*Input records*.
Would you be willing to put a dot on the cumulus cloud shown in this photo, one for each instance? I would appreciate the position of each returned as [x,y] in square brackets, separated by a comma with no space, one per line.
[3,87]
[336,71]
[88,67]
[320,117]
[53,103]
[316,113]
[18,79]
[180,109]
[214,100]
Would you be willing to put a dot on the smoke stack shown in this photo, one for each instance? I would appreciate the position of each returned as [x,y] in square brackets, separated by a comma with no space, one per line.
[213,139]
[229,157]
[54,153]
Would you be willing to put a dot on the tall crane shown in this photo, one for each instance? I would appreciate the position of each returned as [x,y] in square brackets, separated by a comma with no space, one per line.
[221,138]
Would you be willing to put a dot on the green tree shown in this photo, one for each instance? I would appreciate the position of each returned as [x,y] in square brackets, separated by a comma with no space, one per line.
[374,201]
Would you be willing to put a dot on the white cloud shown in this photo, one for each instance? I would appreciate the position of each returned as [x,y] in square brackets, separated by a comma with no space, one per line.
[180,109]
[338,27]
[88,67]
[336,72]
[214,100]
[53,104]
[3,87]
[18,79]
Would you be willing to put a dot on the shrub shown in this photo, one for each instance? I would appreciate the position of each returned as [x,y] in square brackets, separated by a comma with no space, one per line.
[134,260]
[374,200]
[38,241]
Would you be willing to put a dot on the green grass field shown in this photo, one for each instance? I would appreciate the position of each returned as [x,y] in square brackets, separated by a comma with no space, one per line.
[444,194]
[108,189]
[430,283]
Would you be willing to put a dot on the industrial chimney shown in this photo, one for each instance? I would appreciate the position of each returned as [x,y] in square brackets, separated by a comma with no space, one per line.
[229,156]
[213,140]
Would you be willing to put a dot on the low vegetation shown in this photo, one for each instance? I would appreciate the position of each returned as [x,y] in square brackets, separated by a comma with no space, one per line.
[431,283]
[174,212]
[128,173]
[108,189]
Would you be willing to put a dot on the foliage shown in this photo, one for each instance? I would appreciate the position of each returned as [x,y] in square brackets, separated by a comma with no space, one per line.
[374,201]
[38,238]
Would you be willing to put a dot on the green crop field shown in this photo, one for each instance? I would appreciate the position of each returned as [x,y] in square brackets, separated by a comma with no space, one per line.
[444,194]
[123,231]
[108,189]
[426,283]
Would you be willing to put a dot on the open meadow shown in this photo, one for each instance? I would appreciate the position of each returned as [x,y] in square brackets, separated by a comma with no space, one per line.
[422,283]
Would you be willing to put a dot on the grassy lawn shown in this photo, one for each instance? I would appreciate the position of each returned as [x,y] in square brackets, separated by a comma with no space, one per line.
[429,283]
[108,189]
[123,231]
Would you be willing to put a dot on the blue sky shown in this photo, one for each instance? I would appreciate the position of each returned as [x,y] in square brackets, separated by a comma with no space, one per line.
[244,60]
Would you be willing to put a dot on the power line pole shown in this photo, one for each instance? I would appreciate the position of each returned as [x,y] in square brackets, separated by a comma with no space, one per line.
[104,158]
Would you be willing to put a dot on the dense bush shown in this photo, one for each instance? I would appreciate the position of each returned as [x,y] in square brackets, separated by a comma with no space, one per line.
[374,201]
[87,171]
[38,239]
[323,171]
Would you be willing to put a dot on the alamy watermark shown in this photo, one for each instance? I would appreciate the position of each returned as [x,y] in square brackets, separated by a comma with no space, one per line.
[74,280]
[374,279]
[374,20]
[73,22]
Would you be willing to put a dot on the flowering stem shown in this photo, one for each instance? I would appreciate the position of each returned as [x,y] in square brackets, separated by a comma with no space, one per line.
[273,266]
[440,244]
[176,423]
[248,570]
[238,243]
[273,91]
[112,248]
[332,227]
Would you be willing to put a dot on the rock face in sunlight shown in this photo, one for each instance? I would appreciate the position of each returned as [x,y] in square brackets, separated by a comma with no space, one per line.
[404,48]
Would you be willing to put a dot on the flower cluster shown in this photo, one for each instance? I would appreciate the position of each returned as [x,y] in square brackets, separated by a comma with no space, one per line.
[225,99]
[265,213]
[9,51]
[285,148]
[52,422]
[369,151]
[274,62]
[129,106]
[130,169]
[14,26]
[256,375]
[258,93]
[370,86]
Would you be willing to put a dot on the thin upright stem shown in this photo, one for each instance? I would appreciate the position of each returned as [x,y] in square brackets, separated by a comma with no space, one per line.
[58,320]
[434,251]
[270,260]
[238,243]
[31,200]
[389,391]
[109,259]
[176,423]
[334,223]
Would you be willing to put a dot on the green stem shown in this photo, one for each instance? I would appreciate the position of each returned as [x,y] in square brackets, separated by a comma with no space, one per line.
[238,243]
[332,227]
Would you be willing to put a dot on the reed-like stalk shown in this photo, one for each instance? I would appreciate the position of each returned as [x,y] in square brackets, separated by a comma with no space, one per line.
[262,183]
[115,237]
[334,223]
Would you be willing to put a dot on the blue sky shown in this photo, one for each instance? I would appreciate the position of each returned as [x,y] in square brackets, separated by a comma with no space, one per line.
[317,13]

*Written problem*. Retype all of the items above word for word, changing nothing.

*Solution to the exercise*.
Would you be willing to put a dot on the cumulus cloud shown in this photo, one for each instance? I would appreciate the position of each returned as [x,y] in square brackets, separated by a comma with no space, one per line.
[3,87]
[336,71]
[88,67]
[320,117]
[53,103]
[316,113]
[18,79]
[180,109]
[214,100]
Would you be willing to put a dot on the smoke stack shown in this photo, one for each instance? I would appreciate the position of each returned as [x,y] in square brackets, separated by a comma with no space, one per line.
[213,139]
[229,157]
[54,153]
Would you be willing to put a dot on the tall crane shown in this photo, one for each instance? I would appreciate the position of each returned as [x,y] in square brackets, separated by a comma with no space, one per line.
[221,138]
Would you be willing to put a dot on the green tree shown in this photo, one for each instance? I would appreciate the position of each returned as [x,y] in square brackets, separated by a comma with no space, one per line.
[374,201]
Would you be willing to put a dot on the white cloud shown in this photo, one for each instance? I would appreciate the position of each returned as [x,y] in square brackets, separated by a comma with no space, one per line.
[180,109]
[338,27]
[88,67]
[336,72]
[214,100]
[53,104]
[3,87]
[18,79]
Would you be willing to put a dot on the shrub shown in this photo, one for each instance? I would appreciate the position of each returned as [x,y] in square brackets, separated by a comma with no space, one per line.
[134,260]
[374,200]
[38,241]
Would you be willing to put a dot on the green grass field shown in this photo, one for each instance? I would appreciate the position of each returned as [x,y] in square brackets, separated by a comma with no space, one per line.
[444,194]
[108,189]
[430,283]
Would you be willing to put a dot on the industrial chimney shown in this photo, one for each instance? I would appreciate the position of each returned as [x,y] in square brackets, separated by a comma with no space, one per line.
[229,156]
[213,140]
Would you be willing to put a dot on the low vegetation shown in this photo, one for each instance? I would appreciate the position of each returned as [x,y] in square brackets, separated by a comma with no space, one per line.
[431,283]
[174,212]
[128,173]
[108,189]
Would you be willing to put a dot on the foliage shown in this photo, one for each instance? I would appreciate the position of each returned as [x,y] in square brackets, separated by a comma with no space, one per line.
[374,201]
[38,238]
Would you be willing to put a dot on the green crop field shown in this photo, one for each instance? I would appreciate the position of each returned as [x,y] in square brackets, separated by a comma with no space, one per line.
[444,194]
[123,231]
[108,189]
[426,283]
Would you be willing to put a dot on the open meadow shown in this photo, one for each instance? I would appreciate the position of each returned as [x,y] in square brackets, separated by a comma with no space, one per line.
[422,283]
Would you be willing to put a dot on the grassy lawn shown in this photo, one for each instance? I would appreciate the position of each returned as [x,y] in square brackets, separated by a comma with no space, one per line.
[429,283]
[108,189]
[123,231]
Would you be willing to put a dot on the blue sky shown in this photo, one for each instance? I would appreciate the position of each returned as [x,y] in square brackets, separated by a comma with no space, one per line.
[244,60]
Would you be willing to put a dot on the power line pole shown in this photo, one for each instance? I would appreciate the position of each returned as [x,y] in square brackets, separated by a comma with no space, one per line.
[104,158]
Would you be willing to put a dot on the dense bush shown in this photo, one for each instance? I would appreciate the position of each returned as [x,y] in square brackets, separated by a comma with no space, one per line.
[374,201]
[87,171]
[38,239]
[323,171]
Would you be willing to put a dot on the alamy watermark shown in this photo, one for each instance? I would appreciate the position of each returned as [x,y] in square brackets, separated by a comma with no space, one per line.
[74,280]
[374,279]
[374,20]
[73,22]
Would you be willing to put a dot on the flowering stem shown in this photo, one for each instance? I would appreciate the position of each returned as [x,y] in square brackets, separated by a comma with no space, one per line.
[273,266]
[440,244]
[176,423]
[248,570]
[238,243]
[273,91]
[112,248]
[332,227]
Would you be willing to put a dot on the rock face in sunlight shown in this photo, one for each instance? I would appreciate the position of each returned as [x,y] in square brackets, separated by a comma with no space, one per line.
[404,48]
Would you be willing to put a dot on the flower cluster shown in this photo, one for each instance? I would appreciate the position of each returned as [x,y] in square brackets, separated by a comma with no space, one per line.
[225,99]
[265,213]
[9,51]
[285,148]
[52,422]
[369,151]
[274,62]
[129,106]
[130,169]
[14,26]
[256,375]
[258,93]
[370,86]
Would you be willing to put a dot on the thin upright stem shown in this photo, one for each instance? I would appreciate the position of each returned as [x,y] in square brackets, separated by a comma with no space, one per line.
[58,320]
[434,251]
[270,260]
[238,243]
[31,200]
[389,391]
[109,259]
[176,423]
[334,223]
Would you be willing to put a dot on the green stem shown in this photo, one for each instance? I would appreciate the position of each returned as [x,y] in square brackets, separated by a comma with no space, one per line.
[238,243]
[332,227]
Would you be willing to put a dot on the reed-like stalk shown in this photo, one for each instance? I would appreciate the position of each returned as [x,y] in square brackets, separated by a comma with no space, one per line.
[262,183]
[115,237]
[334,223]
Would you be willing to put a dot on the blue sky shown in this photo, one for each instance? I would appreciate the position of each returned as [x,y] in square brackets, separated by a comma with no space, one per line.
[317,13]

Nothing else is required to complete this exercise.